### WHAT IS BEING ASKED
Reproduce word for word the portion of the passage on MAiD in Canada below that lies between "But if loss" and "track one people.", inclusive.

*** Opening of TEXT PROVIDED ***

But if loss of capacity is not imminent, it’s 90 clear days between when you have of the start of the assessment and the provision of MAiD. Okay. I promise to tell you a bit about these exceptions to the final express consent requirement. So recall the rule is immediately before providing MAiD. The person has to be given an opportunity to withdraw their request and the physician or nurse practitioner must ensure that they give express consent to receiving MAiD but there are two exceptions. The first is called the final consent waiver. You may know it as Audrey’s Amendment in honor of Audrey Parker who really catalyzed this legislative change coming into being last year. It’s also known as the assisted approved category. It is only for track one people.
So here’s what it means. If you meet the eligibility criteria for MAiD and your natural death has become reasonably foreseeable and you are at risk of losing capacity to consent to MAiD, then you can have a written arrangement between you and your provider. And what you do is you agree to the provision of MAiD on or before a specified date if you lose capacity before that date. So it’s a form of advanced request but it’s a very narrow form. It is also the case that the person must not demonstrate resistance or refusal. Although in the legislation, it specifically states that involuntary words, sounds, gestures made in response to contacts, I touch your arm and you move that does not constitute refusal or resistance. The second exception is called advanced consent. And this is in the context of failed self administration. And it applies to both tracks one and track two.
What has to happen is if you meet the eligibility criteria for MAiD, then there can be a written arrangement that the provider will be present at the time the person self administers and they will administer meds to cause the person’s death, if after self administration, the person loses decision making capacity and doesn’t die within a specified period of time. So you can be in a sense rescued from failed self administration and get MAiD even if you’re self administration doesn’t work. So that’s the procedural safeguards. Moving on, number five in our top 10 of things to know about MAiD in Canada. Can family members veto a request for MAiD? No. The answer to that is clearly no. If somebody doubts that, point them to the decision from the Nova Scotia Court of Appeal in Sorenson v. Swinemar, a case in which a wife tried to prevent her husband from accessing MAiD and the Court of Appeal was very clear in saying that a third party cannot veto a person’s request for MAiD.

*** Close of TEXT PROVIDED ***
*** Opening of DATASET RECORDS ***

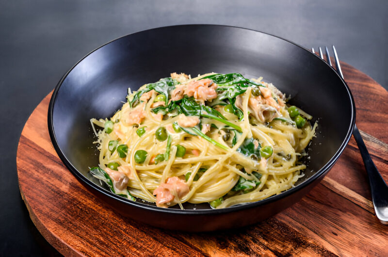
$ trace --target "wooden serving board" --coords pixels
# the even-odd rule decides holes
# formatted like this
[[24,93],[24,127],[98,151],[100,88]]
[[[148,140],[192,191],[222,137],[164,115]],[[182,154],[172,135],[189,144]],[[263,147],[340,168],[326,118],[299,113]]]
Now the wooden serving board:
[[[388,92],[342,63],[356,107],[356,124],[388,180]],[[115,213],[66,168],[47,126],[51,94],[25,125],[16,162],[31,219],[65,256],[388,256],[388,226],[374,215],[368,177],[352,138],[322,182],[291,207],[256,225],[211,233],[151,227]]]

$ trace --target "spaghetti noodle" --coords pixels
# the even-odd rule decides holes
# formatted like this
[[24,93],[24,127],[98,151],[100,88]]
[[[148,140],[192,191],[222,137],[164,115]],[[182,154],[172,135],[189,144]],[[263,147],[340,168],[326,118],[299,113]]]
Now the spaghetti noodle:
[[261,78],[174,73],[127,98],[110,119],[91,120],[100,154],[90,172],[115,193],[223,208],[280,193],[303,176],[298,157],[317,124]]

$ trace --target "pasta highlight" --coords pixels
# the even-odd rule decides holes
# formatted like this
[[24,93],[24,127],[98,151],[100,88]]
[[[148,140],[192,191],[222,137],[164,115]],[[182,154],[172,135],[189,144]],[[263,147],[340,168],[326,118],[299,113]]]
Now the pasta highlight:
[[110,119],[91,119],[100,153],[90,172],[114,193],[162,208],[225,208],[280,193],[303,176],[298,158],[317,124],[261,78],[174,73],[127,97]]

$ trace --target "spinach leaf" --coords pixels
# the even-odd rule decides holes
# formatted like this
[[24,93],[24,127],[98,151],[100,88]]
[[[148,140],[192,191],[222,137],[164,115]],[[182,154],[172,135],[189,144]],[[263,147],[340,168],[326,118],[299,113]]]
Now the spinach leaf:
[[205,105],[197,103],[194,97],[184,97],[182,99],[180,108],[178,108],[179,113],[182,113],[186,116],[200,116],[218,120],[220,122],[231,127],[239,131],[242,131],[241,128],[226,120],[222,114],[215,110]]
[[210,142],[214,145],[217,145],[219,147],[223,149],[224,150],[226,150],[227,151],[229,149],[229,147],[226,146],[226,145],[224,145],[222,144],[220,144],[212,138],[208,137],[202,132],[199,129],[197,128],[194,127],[193,128],[183,128],[182,127],[179,126],[179,128],[182,129],[182,130],[185,131],[185,132],[187,133],[188,134],[190,134],[190,135],[193,135],[194,136],[199,136],[202,138],[207,140],[208,141]]
[[202,79],[210,79],[217,84],[218,87],[216,91],[218,94],[218,100],[235,98],[245,92],[250,85],[262,86],[261,84],[245,79],[240,73],[211,74]]
[[244,113],[242,112],[242,111],[240,109],[240,108],[238,108],[237,106],[236,106],[235,104],[236,102],[236,98],[229,98],[229,102],[230,103],[230,105],[232,106],[232,108],[233,109],[233,111],[234,111],[234,115],[239,117],[239,121],[242,120],[242,118],[244,117]]
[[[260,178],[261,178],[261,174],[255,171],[253,172],[252,174],[259,180]],[[232,191],[239,191],[240,190],[246,191],[250,190],[256,188],[257,186],[259,185],[260,183],[261,182],[260,181],[258,181],[256,179],[249,180],[240,176],[238,182],[232,189]]]
[[171,149],[171,136],[168,135],[167,139],[167,146],[166,147],[166,152],[164,153],[164,160],[168,161],[170,158],[170,151]]
[[261,146],[259,143],[259,146],[255,148],[253,144],[254,140],[253,138],[245,138],[240,147],[237,148],[237,151],[247,157],[250,157],[252,155],[255,155],[257,157],[259,157],[260,148]]
[[112,191],[113,193],[115,193],[118,195],[125,197],[132,201],[136,200],[136,198],[132,196],[130,193],[129,193],[129,192],[128,191],[128,190],[126,188],[122,191],[116,192],[116,191],[114,190],[114,187],[113,186],[113,182],[112,182],[111,177],[109,177],[108,173],[102,169],[98,167],[93,167],[90,168],[90,172],[93,177],[106,183],[111,189],[111,191]]
[[168,101],[168,95],[170,92],[174,90],[175,88],[175,86],[179,83],[178,81],[171,78],[162,79],[158,82],[147,84],[144,89],[141,90],[138,90],[135,93],[132,99],[130,99],[129,96],[128,97],[128,102],[129,103],[129,106],[132,107],[133,103],[139,100],[142,95],[153,89],[159,94],[164,95],[166,96],[165,104],[167,105]]

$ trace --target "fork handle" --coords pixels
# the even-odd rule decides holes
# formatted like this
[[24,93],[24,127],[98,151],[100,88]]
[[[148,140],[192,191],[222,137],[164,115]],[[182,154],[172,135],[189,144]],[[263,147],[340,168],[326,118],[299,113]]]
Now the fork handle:
[[377,218],[383,224],[388,225],[388,186],[377,170],[365,144],[360,134],[360,131],[355,125],[353,136],[360,150],[365,169],[369,177],[371,191],[374,210]]

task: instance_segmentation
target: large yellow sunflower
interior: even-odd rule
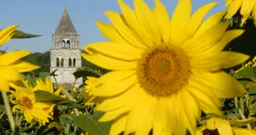
[[[240,13],[243,16],[242,25],[248,19],[251,12],[253,12],[253,15],[256,15],[256,0],[226,0],[225,6],[229,6],[226,18],[232,17],[240,9]],[[255,23],[256,16],[253,16],[253,19]]]
[[[27,85],[27,83],[24,82]],[[24,114],[25,119],[28,123],[33,123],[34,120],[45,125],[48,123],[48,119],[52,119],[45,108],[50,108],[48,104],[37,102],[34,90],[31,87],[17,87],[15,91],[11,91],[13,96],[16,97],[17,105],[13,106],[12,112],[20,109]]]
[[[0,46],[9,41],[13,35],[13,30],[17,27],[18,25],[13,25],[0,30]],[[30,53],[30,52],[20,50],[0,54],[1,91],[9,91],[9,86],[23,86],[20,81],[22,77],[20,73],[31,71],[39,68],[39,66],[34,64],[19,60]]]
[[[234,125],[244,125],[255,121],[255,119],[246,120],[227,120],[217,117],[212,117],[206,121],[197,135],[254,135],[256,131],[244,128],[238,128]]]
[[[84,47],[83,57],[112,70],[93,84],[94,96],[108,98],[98,108],[99,121],[113,121],[110,134],[194,134],[201,110],[222,115],[219,98],[243,95],[244,87],[222,69],[249,56],[222,52],[244,30],[226,31],[225,12],[202,23],[216,5],[207,4],[191,16],[191,0],[180,0],[170,21],[159,0],[151,11],[134,0],[133,11],[119,0],[123,14],[105,12],[112,24],[97,22],[112,42]]]

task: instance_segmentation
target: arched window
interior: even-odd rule
[[[70,48],[70,41],[66,41],[66,45],[67,45],[67,48]]]
[[[76,59],[73,59],[73,67],[76,67]]]
[[[72,62],[71,62],[71,59],[69,59],[69,67],[72,66]]]
[[[57,67],[59,66],[59,58],[56,59],[56,66]]]
[[[65,41],[62,41],[62,48],[66,48],[66,42],[65,42]]]
[[[64,59],[62,58],[61,61],[60,61],[60,66],[63,67],[64,66]]]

*** Close of DATASET RECORDS ***

### SOLUTION TO THIS EXERCISE
But if loss of capacity is not imminent, it’s 90 clear days between when you have of the start of the assessment and the provision of MAiD. Okay. I promise to tell you a bit about these exceptions to the final express consent requirement. So recall the rule is immediately before providing MAiD. The person has to be given an opportunity to withdraw their request and the physician or nurse practitioner must ensure that they give express consent to receiving MAiD but there are two exceptions. The first is called the final consent waiver. You may know it as Audrey’s Amendment in honor of Audrey Parker who really catalyzed this legislative change coming into being last year. It’s also known as the assisted approved category. It is only for track one people.